» **Task objective**
Please arrange the listing below, starting at the line that contains "locate the small" and ending at the line that contains "[360,105,373,120]", as a two-column CSV with the headers text and boxes. Give one row for each sentence and the coordinates that follow it, each in its own quoted field, with line breaks replaced by spaces.

» **Given entries**
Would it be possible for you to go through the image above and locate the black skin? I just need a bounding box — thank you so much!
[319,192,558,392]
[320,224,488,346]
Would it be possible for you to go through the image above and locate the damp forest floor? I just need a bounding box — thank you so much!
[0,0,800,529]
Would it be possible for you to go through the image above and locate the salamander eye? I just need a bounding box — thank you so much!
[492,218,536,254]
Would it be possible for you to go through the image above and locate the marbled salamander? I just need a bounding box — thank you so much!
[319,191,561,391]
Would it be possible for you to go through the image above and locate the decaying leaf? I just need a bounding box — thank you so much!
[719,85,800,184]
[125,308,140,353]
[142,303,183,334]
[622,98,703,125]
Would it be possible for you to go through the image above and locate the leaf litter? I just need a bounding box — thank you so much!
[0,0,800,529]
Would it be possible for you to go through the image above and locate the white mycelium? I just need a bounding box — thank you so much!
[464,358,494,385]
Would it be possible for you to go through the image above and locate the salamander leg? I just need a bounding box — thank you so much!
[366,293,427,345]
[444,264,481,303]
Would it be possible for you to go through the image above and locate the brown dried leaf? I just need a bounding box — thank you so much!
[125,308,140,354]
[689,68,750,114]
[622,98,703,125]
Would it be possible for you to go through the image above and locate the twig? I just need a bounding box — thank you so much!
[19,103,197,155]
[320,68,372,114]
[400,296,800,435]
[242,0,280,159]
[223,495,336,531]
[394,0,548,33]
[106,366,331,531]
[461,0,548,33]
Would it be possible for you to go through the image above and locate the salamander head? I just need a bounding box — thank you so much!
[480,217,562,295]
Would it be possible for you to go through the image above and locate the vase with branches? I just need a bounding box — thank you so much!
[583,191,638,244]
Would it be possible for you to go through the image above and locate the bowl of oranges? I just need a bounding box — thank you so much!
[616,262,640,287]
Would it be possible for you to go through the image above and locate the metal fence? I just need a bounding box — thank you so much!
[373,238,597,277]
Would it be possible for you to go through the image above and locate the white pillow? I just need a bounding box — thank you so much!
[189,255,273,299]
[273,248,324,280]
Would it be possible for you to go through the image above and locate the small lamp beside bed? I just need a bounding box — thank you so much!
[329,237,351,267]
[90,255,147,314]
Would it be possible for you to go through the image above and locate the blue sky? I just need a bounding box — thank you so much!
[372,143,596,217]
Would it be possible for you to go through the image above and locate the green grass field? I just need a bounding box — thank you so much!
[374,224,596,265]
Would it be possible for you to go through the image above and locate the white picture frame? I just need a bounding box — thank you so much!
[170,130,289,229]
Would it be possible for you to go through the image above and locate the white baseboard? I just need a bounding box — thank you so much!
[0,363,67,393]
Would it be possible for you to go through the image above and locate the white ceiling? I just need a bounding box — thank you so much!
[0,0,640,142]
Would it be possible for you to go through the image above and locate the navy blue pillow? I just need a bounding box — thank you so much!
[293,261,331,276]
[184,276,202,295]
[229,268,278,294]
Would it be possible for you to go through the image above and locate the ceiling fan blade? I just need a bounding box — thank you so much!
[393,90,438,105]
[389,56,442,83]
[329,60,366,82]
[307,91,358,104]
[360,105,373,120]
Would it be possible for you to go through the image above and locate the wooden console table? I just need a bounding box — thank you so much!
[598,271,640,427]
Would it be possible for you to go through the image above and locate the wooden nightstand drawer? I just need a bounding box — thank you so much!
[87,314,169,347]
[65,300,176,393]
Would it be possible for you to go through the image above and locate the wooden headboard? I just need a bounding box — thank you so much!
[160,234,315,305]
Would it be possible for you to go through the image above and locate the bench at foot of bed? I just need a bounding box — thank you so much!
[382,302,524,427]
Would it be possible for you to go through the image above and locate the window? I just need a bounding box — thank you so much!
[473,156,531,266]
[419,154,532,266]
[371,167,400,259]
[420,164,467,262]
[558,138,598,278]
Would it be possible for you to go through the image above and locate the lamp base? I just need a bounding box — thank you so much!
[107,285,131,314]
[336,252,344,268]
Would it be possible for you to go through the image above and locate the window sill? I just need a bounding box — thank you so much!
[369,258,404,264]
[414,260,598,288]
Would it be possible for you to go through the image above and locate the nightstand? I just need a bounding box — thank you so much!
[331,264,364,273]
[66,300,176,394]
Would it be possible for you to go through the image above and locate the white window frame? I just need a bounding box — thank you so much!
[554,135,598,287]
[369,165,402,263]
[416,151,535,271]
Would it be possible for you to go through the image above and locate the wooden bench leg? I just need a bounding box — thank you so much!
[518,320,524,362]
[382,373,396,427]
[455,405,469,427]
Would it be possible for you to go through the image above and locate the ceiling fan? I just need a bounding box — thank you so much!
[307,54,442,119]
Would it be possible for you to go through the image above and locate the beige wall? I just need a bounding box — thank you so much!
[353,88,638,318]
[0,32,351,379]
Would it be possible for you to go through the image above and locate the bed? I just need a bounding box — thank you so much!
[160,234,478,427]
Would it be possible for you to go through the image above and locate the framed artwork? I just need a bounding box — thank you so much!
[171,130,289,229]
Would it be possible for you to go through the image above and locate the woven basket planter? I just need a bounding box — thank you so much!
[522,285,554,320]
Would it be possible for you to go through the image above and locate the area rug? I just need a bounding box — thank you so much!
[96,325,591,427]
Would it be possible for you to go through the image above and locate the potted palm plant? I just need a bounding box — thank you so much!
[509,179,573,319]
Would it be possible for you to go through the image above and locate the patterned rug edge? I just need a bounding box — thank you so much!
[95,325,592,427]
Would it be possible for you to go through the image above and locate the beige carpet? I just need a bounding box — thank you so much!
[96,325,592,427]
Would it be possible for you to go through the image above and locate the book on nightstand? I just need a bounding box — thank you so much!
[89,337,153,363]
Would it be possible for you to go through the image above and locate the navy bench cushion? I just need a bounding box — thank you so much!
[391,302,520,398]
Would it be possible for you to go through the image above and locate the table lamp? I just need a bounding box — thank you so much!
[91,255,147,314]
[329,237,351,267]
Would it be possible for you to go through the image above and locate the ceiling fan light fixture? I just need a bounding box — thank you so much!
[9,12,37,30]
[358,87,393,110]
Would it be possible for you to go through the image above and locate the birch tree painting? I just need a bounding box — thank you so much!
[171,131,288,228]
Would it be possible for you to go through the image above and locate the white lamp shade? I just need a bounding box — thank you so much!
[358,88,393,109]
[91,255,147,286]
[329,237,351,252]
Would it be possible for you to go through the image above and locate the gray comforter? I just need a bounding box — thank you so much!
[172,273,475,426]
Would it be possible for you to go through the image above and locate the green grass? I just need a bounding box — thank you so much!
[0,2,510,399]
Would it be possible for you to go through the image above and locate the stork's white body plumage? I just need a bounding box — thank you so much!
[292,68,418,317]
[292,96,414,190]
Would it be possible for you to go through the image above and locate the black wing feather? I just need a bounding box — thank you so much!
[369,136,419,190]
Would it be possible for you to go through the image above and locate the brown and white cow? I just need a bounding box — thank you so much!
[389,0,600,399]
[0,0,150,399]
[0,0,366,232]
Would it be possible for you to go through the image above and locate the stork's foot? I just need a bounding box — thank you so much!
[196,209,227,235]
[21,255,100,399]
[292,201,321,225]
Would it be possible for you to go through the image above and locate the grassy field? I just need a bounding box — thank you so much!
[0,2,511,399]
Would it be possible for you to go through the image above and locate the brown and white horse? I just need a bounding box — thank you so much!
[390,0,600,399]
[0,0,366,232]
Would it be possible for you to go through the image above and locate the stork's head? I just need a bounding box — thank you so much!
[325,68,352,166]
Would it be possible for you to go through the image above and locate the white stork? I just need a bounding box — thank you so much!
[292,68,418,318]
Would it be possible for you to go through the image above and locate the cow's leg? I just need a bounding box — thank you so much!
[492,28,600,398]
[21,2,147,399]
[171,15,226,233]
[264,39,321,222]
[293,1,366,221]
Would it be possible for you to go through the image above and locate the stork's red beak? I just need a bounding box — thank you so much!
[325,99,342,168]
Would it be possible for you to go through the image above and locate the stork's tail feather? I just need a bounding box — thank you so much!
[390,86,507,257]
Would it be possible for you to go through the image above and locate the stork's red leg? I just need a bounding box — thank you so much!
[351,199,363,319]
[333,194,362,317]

» **Full output**
text,boxes
"Would it be possible for you to go through the image above and locate the small lamp beside bed? I just need a bounding box — thank you so much!","[329,237,351,267] [90,255,147,314]"
"Would it be possible for you to go through the image above and locate the blue sky? I just need a bounding box — thank you so much!","[372,143,596,217]"
"Would it be possible for you to go through the image above and locate the green grass field? I just need a bounding box — thank you so much!","[374,224,596,265]"
"Would it be possible for you to go through the image above and locate the white picture frame? I just need a bounding box — thank you so much!","[170,130,289,229]"
"Would it be possible for you to go through the image above and locate the white baseboard? I just need a bounding box — thank you so much!","[0,363,67,393]"
"Would it be possible for you to go through the image above and locate the white ceiling? I just need a bounding box — thank you so much!","[0,0,640,142]"
"Would it be possible for you to go through the image above and locate the navy blue pillow? I just need a bounding box — thank you so much!","[293,261,331,276] [184,276,202,295] [229,268,278,294]"
"Would it be possible for you to go through the image above and locate the ceiling fan blade? I just need a bounding box — thank you so much!","[393,90,438,105] [389,56,442,83] [329,60,366,82] [307,91,358,104] [360,105,373,120]"